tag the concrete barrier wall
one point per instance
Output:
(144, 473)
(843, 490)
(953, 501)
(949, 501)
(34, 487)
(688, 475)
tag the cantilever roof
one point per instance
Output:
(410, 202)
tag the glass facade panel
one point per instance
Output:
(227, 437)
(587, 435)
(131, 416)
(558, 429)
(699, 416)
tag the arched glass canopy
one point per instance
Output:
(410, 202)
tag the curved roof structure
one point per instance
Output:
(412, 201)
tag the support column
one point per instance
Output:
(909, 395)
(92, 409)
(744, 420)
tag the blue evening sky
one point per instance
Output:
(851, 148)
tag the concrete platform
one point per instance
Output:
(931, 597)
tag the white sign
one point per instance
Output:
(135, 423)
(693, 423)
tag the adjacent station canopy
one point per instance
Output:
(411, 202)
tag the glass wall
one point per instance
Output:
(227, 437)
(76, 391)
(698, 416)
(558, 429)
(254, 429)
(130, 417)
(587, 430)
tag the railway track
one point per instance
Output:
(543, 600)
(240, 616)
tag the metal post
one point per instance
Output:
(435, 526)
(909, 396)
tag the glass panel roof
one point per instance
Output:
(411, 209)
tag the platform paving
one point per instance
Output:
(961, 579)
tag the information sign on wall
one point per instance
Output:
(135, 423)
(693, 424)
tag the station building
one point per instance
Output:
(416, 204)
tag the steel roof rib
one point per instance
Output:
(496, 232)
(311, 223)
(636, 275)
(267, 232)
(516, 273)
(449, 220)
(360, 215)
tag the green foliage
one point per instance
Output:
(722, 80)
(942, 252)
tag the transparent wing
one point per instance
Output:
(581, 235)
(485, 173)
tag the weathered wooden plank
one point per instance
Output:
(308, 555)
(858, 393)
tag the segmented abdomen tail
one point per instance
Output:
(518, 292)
◇ ◇ ◇ ◇
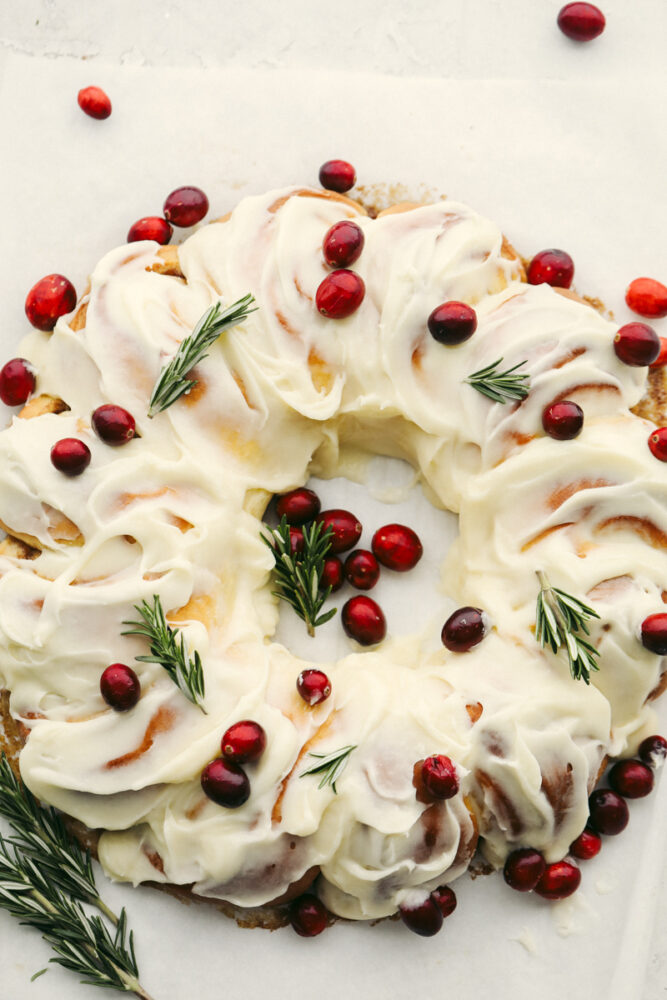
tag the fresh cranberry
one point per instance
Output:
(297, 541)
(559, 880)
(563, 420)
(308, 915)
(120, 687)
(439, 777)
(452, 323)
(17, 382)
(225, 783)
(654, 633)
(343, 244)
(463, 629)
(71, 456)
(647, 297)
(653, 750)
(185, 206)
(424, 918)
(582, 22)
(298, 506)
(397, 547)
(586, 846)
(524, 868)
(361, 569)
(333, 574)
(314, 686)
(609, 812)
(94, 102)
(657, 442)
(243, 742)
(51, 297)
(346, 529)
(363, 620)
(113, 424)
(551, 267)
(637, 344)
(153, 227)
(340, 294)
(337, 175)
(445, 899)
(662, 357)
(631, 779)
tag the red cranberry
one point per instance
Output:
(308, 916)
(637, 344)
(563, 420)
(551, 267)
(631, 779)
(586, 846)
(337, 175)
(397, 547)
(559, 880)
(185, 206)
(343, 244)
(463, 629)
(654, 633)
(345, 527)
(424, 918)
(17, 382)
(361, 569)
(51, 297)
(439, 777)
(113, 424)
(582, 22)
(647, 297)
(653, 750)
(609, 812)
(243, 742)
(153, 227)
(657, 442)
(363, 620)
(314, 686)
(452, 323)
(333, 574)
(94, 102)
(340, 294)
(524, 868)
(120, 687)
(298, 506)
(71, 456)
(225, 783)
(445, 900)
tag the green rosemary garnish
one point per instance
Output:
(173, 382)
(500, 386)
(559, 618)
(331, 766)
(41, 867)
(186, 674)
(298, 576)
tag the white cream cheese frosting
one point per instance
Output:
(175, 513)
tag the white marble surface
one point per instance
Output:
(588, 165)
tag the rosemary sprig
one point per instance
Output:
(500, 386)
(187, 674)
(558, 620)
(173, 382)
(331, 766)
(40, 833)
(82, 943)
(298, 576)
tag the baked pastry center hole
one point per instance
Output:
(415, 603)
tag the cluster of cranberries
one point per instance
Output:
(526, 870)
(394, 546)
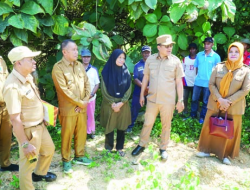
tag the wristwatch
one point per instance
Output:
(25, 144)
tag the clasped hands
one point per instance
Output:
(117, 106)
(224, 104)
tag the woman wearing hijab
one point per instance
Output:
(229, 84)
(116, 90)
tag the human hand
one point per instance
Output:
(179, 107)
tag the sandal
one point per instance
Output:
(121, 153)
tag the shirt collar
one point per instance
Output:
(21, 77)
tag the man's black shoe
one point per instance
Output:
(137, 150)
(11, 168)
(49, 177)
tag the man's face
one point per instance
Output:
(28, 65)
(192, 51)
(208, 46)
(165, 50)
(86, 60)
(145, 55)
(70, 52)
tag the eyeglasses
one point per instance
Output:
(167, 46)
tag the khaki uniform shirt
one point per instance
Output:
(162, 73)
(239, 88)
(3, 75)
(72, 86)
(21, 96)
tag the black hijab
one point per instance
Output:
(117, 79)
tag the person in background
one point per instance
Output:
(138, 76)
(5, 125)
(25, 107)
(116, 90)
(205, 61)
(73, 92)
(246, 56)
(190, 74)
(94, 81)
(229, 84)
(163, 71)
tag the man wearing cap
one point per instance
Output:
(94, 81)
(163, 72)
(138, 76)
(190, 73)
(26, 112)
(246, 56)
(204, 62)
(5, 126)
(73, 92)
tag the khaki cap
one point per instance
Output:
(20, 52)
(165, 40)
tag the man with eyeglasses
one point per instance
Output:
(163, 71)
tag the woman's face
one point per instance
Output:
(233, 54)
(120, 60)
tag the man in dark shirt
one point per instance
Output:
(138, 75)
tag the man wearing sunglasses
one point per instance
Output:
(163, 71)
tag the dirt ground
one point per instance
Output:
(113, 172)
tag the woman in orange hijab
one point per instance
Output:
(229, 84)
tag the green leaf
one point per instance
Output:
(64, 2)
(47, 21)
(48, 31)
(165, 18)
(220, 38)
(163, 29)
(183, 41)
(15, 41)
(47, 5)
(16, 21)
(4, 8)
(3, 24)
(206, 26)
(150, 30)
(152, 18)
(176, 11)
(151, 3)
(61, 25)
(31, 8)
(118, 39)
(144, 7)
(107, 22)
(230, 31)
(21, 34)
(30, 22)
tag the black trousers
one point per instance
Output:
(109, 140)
◇ ◇ ◇ ◇
» TO DO
Lines with the word "rosemary" in them are the answer; report each one from the data.

» ANSWER SPACE
tag the green rosemary garnish
tag the rosemary sprig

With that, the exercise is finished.